Extrait source:
Affaire T‑112/22

Ideella föreningen Svenska Bankföreningen med firma Svenska Bankföreningen, Näringsverksamhet
et
Länsförsäkringar Bank AB

contre

Commission européenne

Arrêt du Tribunal (quatrième chambre élargie) du 17 avril 2024

« Aides d’État – Législation fiscale suédoise – Taxe sur le risque systémique des établissements de crédit – Décision de ne pas soulever d’objections – Caractère sélectif – Objectif de la mesure – Dérogation au système de référence »

  1. Aides accordées par les États – Examen par la Commission – Phase préliminaire et phase contradictoire – Obligation de la Commission d’ouvrir la procédure contradictoire en cas de difficultés sérieuses – Circonstances permettant d’attester de l’existence de telles difficultés – Contrôle juridictionnel – Charge de la preuve

    (Art. 107 et 108 TFUE ; règlement du Conseil 2015/1589, art. 4, § 3 et 4)

    (voir points 21-26)

  2. Aides accordées par les États – Notion – Caractère sélectif de la mesure – Mesure conférant un avantage fiscal – Cadre de référence pour déterminer l’existence d’un avantage – Délimitation matérielle – Mesure constituant son propre cadre de référence – Conditions – Régime fiscal clairement délimité, poursuivant des objectifs spécifiques

    (Art. 107, § 1, TFUE)

    (voir points 30-32, 46, 47)

  3. Aides accordées par les États – Notion – Caractère sélectif de la mesure – Mesure conférant un avantage fiscal – Taxe sur le risque systémique des établissements de crédit – Taxe visant à fournir une marge budgétaire pour la gestion des crises financières futures – Assiette de la taxe basée sur les dettes des établissements de crédit – Assiette de la taxe déterminée en cohérence avec l’objectif de cette taxe – Commission pouvant conclure à l’absence de sélectivité de la taxe sans ouverture de la procédure formelle d’examen

    (Art. 107, § 1, TFUE)

    (voir points 56-61)

  4. Aides accordées par les États – Notion – Caractère sélectif de la mesure – Mesure conférant un avantage fiscal – Taxe sur le risque systémique des établissements de crédit – Taxe visant à fournir une marge budgétaire pour la gestion des crises financières futures – Établissements assujettis à la taxe – Établissements de crédit ayant accumulé un volume de dettes dépassant le seuil fixé dans la loi – Identification des assujettis et fixation du seuil d’assujettissement relevant des compétences propres de l’État membre – Identification des assujettis et fixation du seuil d’assujettissement effectuées en cohérence avec l’objectif de la taxe – Commission pouvant conclure à l’absence de sélectivité de la taxe sans ouverture de la procédure formelle d’examen

    (Art. 107, § 1, TFUE)

    (voir points 71-82, 88-99)

  5. Aides accordées par les États – Notion – Caractère sélectif de la mesure – Mesure conférant un avantage fiscal – Taxe sur le risque systémique des établissements de crédit – Taxe visant à fournir une marge budgétaire pour la gestion des crises financières futures – Établissements assujettis à la taxe – Établissements de crédit ayant accumulé un volume de dettes dépassant le seuil fixé dans la loi – Prise en compte des dettes des succursales aux fins du contrôle dudit seuil – Admissibilité – Commission pouvant conclure à l’absence de sélectivité de la taxe sans ouverture de la procédure formelle d’examen

    (Art. 107, § 1, TFUE)

À faire: Pouvez-vous reproduire mot pour mot le passage de l'arrêt sur la taxe suédoise qui commence par « 3. Aides accordées » et se poursuit jusqu'à « (voir points 56-61) » ?

Données brutes:
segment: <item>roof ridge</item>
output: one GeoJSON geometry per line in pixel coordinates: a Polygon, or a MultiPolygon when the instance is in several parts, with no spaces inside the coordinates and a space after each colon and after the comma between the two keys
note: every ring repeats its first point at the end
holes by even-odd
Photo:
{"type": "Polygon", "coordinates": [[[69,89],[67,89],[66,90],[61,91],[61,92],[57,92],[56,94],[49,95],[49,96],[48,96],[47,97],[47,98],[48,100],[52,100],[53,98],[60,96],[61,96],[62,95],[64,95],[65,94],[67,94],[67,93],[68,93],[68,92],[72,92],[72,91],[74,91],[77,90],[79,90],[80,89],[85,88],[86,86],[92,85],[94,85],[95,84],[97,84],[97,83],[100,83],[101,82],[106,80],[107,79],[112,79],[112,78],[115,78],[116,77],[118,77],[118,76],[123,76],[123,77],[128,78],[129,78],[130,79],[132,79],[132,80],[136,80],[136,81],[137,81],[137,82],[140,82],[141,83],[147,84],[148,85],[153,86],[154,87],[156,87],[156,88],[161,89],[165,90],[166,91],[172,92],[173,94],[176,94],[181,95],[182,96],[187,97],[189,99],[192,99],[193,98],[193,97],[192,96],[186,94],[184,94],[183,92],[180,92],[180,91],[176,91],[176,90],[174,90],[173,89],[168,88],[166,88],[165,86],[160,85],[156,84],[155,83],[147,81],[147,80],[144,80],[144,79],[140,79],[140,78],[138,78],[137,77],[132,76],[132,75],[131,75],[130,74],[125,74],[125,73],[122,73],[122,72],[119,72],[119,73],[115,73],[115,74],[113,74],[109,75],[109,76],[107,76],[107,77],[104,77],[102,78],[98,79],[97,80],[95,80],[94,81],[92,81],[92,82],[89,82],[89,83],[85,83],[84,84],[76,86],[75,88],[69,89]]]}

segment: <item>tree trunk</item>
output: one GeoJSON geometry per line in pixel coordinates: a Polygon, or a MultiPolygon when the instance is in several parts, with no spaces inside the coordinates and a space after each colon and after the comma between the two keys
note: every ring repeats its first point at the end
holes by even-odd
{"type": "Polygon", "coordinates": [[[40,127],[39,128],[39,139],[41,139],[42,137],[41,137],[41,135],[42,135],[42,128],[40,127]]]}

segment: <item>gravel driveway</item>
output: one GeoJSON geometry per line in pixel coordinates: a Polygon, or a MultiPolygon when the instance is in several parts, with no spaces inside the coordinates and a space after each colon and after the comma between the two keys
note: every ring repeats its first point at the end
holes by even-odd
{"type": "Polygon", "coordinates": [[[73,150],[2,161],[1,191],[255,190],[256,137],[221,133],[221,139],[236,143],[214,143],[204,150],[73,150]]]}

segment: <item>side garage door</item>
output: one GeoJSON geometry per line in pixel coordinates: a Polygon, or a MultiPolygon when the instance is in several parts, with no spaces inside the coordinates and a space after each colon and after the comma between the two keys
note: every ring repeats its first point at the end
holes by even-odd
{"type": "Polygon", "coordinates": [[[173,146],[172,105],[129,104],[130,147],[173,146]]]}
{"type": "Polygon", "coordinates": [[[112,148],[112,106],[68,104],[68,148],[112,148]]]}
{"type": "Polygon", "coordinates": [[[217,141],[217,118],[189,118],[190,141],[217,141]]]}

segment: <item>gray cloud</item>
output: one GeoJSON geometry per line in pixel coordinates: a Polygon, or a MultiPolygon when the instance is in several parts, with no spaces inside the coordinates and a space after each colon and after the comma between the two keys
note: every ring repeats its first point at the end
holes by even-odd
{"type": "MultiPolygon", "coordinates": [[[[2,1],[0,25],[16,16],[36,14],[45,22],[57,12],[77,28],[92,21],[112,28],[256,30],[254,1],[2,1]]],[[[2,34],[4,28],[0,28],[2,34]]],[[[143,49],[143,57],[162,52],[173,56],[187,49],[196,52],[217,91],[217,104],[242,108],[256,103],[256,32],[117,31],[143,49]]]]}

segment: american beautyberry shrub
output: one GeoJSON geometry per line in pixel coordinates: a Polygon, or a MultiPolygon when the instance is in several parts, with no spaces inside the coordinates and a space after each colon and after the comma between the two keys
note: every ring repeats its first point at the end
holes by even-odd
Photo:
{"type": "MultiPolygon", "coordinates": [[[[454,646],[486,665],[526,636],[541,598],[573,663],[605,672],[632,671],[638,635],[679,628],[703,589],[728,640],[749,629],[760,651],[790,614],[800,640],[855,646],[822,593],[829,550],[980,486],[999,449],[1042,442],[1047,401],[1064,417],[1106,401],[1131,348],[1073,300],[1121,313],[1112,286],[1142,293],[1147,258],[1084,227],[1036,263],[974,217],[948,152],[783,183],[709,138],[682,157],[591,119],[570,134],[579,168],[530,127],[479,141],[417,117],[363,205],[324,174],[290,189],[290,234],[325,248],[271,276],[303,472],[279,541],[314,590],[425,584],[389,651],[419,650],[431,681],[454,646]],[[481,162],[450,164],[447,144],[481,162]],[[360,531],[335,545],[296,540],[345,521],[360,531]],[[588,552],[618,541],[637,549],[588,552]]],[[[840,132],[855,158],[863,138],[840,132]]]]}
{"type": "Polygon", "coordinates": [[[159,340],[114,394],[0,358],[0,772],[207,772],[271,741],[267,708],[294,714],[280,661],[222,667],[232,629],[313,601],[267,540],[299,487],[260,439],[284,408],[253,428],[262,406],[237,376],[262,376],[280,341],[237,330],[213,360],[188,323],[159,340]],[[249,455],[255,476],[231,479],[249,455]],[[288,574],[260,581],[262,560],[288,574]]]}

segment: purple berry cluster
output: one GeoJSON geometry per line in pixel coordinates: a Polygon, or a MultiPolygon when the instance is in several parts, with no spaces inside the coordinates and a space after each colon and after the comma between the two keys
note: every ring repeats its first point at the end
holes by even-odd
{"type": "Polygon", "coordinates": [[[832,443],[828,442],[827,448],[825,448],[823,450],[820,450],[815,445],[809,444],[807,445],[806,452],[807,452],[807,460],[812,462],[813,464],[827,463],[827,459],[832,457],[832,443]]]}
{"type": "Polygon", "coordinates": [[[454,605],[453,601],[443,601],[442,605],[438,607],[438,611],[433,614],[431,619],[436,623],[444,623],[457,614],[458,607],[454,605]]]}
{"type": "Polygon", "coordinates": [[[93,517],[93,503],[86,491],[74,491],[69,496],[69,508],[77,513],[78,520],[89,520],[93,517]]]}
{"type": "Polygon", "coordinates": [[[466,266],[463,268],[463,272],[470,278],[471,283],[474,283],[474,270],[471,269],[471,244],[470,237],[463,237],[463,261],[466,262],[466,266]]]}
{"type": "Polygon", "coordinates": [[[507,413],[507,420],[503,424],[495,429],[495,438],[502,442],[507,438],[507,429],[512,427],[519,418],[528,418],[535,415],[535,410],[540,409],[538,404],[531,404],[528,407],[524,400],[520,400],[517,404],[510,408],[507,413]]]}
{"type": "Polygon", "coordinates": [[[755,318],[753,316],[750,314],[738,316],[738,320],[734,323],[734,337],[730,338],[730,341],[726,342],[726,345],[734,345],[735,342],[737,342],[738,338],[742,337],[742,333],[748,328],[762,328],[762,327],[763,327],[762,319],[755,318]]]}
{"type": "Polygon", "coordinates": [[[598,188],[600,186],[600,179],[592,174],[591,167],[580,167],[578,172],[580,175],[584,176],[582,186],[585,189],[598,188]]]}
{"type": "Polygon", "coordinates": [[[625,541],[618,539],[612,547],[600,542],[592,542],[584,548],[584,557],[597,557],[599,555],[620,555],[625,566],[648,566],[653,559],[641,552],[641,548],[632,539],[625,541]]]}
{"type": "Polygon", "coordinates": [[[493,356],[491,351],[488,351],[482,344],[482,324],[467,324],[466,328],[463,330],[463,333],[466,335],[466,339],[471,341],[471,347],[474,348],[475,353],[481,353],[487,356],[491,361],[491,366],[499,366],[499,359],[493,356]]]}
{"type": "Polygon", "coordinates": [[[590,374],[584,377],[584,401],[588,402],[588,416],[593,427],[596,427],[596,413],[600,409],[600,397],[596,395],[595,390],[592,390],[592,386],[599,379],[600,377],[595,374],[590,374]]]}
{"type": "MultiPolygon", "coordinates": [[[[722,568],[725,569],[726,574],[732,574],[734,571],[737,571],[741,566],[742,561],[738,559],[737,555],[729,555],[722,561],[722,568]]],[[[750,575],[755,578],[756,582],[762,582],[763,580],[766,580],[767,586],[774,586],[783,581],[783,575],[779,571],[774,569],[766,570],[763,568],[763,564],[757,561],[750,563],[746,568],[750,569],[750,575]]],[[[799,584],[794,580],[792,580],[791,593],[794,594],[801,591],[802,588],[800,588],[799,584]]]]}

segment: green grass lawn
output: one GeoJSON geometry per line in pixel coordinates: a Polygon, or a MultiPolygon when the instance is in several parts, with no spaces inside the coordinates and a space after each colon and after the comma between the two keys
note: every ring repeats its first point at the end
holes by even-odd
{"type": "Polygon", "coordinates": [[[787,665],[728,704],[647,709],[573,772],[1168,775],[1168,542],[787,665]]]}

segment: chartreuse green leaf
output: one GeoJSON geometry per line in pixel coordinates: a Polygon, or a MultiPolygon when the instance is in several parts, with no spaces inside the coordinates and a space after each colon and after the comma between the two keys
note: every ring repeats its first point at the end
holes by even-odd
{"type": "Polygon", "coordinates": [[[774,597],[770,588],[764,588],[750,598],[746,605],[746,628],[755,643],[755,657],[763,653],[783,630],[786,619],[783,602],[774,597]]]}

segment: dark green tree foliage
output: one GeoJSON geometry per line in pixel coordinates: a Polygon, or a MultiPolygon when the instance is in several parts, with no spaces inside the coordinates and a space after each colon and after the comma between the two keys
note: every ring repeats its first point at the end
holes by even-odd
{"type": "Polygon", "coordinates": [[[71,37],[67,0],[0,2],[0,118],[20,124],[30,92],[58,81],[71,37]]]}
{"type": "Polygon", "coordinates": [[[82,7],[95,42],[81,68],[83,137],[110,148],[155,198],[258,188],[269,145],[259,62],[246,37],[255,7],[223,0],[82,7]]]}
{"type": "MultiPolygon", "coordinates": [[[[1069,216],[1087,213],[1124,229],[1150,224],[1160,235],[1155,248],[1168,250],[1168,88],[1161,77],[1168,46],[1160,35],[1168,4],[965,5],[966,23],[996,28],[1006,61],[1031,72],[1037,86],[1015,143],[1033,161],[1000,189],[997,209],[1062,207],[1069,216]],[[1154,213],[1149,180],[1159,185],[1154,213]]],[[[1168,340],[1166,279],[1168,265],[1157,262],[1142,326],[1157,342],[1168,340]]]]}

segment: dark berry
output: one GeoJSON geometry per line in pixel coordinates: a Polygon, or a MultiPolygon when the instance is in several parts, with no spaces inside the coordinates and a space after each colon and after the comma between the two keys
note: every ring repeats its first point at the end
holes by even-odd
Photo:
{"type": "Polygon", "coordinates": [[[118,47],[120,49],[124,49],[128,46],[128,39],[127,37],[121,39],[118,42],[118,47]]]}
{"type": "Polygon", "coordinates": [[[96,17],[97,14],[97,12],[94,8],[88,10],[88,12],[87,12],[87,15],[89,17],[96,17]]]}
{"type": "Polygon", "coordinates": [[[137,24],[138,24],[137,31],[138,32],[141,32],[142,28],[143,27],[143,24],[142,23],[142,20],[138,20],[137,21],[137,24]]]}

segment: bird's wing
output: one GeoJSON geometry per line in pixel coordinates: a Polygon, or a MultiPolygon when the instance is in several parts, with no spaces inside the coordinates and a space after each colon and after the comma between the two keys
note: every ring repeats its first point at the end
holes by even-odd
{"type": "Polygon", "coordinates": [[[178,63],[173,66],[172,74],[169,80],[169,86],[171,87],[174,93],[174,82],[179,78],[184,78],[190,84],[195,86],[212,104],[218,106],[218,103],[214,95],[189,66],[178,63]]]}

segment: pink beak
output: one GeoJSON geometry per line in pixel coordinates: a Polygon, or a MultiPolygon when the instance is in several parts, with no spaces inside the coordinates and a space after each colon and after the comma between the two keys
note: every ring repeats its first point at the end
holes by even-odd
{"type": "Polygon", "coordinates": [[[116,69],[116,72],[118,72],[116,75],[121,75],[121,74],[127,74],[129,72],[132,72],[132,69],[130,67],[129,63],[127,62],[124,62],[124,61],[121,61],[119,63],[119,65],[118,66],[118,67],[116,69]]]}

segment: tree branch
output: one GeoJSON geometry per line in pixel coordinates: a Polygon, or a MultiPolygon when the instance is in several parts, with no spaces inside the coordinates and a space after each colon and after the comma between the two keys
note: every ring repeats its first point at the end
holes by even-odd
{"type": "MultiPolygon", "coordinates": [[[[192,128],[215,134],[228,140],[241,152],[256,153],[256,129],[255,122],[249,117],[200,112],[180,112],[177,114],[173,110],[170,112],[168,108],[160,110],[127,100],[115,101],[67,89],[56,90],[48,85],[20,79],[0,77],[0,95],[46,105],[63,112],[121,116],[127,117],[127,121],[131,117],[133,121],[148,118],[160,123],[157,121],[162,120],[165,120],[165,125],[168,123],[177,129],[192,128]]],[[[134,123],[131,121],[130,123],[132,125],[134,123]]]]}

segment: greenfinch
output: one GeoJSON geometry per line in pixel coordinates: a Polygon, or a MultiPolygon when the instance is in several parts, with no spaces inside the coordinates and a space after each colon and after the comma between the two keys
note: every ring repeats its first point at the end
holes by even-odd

Exercice corrigé:
3. Aides accordées par les États – Notion – Caractère sélectif de la mesure – Mesure conférant un avantage fiscal – Taxe sur le risque systémique des établissements de crédit – Taxe visant à fournir une marge budgétaire pour la gestion des crises financières futures – Assiette de la taxe basée sur les dettes des établissements de crédit – Assiette de la taxe déterminée en cohérence avec l’objectif de cette taxe – Commission pouvant conclure à l’absence de sélectivité de la taxe sans ouverture de la procédure formelle d’examen

    (Art. 107, § 1, TFUE)

    (voir points 56-61)